- [Stated task]:
Substitute "Query" for "Target" everywhere in the source data below, changing nothing else, and reproduce it without the pictures.

Source data:

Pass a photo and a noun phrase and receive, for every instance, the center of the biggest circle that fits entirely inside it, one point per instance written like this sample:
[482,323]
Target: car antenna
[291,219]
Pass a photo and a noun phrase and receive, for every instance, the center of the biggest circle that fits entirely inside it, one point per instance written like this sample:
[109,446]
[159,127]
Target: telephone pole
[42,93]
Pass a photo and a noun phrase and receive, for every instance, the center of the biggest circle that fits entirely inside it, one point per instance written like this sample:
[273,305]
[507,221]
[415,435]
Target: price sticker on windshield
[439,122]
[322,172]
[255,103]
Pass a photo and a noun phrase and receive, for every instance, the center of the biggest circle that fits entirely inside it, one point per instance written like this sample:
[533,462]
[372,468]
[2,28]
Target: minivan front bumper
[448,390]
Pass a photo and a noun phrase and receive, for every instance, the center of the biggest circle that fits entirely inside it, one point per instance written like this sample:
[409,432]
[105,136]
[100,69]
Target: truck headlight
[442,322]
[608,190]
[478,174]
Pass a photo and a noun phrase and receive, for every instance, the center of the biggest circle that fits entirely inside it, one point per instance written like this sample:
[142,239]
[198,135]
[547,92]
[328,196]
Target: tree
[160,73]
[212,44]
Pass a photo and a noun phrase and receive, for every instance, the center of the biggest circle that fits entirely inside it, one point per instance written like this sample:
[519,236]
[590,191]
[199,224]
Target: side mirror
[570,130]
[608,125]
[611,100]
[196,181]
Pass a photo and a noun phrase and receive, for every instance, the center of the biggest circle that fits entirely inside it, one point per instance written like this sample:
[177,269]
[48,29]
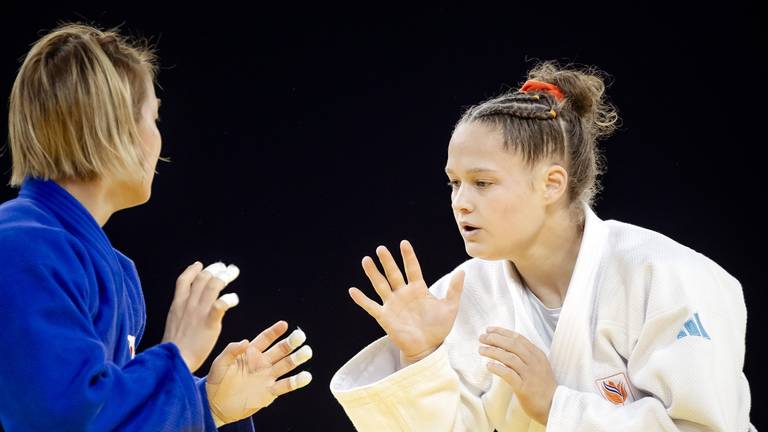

- [Written solution]:
Pass a photo and a noun phrase and receive, for every instance, the center of the biggest circle that fits entirely inside it, one point per instance written like this sample:
[482,323]
Query: car antenna
[291,219]
Pass a photo and a noun phrase and receive, for every instance, the center of the biggest circle that fits entirely inside it, one point per instance written like this sample:
[109,446]
[159,127]
Query: telephone pole
[42,93]
Pass a photo and a noun phrase and receive, for every instance, the center of the biggest circle that fits entirely inside it, one point per instance written like this sample:
[273,305]
[507,221]
[415,435]
Query: price sticker on windshield
[439,122]
[322,172]
[255,103]
Pass a photo and a noun phrase and receive, for every instance, the center of the biggest circle that fits entirely inside it, one point per instance written like this sample:
[533,462]
[372,468]
[2,28]
Query: minivan front bumper
[448,390]
Pass a photo and a noun phrase and receive, for every instance, the center of the biggest circle that fits entirely inside it, one point per instance written like this sample:
[409,432]
[105,136]
[100,69]
Query: truck headlight
[442,322]
[608,190]
[478,174]
Pass a photo and a noun phrase and receive, for every instance, the center of the biggest circle that fits entirely inside it, one point per instance written like this sample:
[142,239]
[198,135]
[547,92]
[328,196]
Query: tree
[160,73]
[212,44]
Pass a photo and a noun phrase and receive, for every instance, the center of the biggest circle that fits entirely inside it, one point per instance written like this sample:
[519,236]
[590,191]
[199,224]
Query: side mirror
[570,130]
[608,125]
[611,100]
[196,181]
Pass a photo and a noun phrase and receive, for every instance, the center of the biggest circle that fits entirely inside it, one point per instance written like this sample:
[177,269]
[48,29]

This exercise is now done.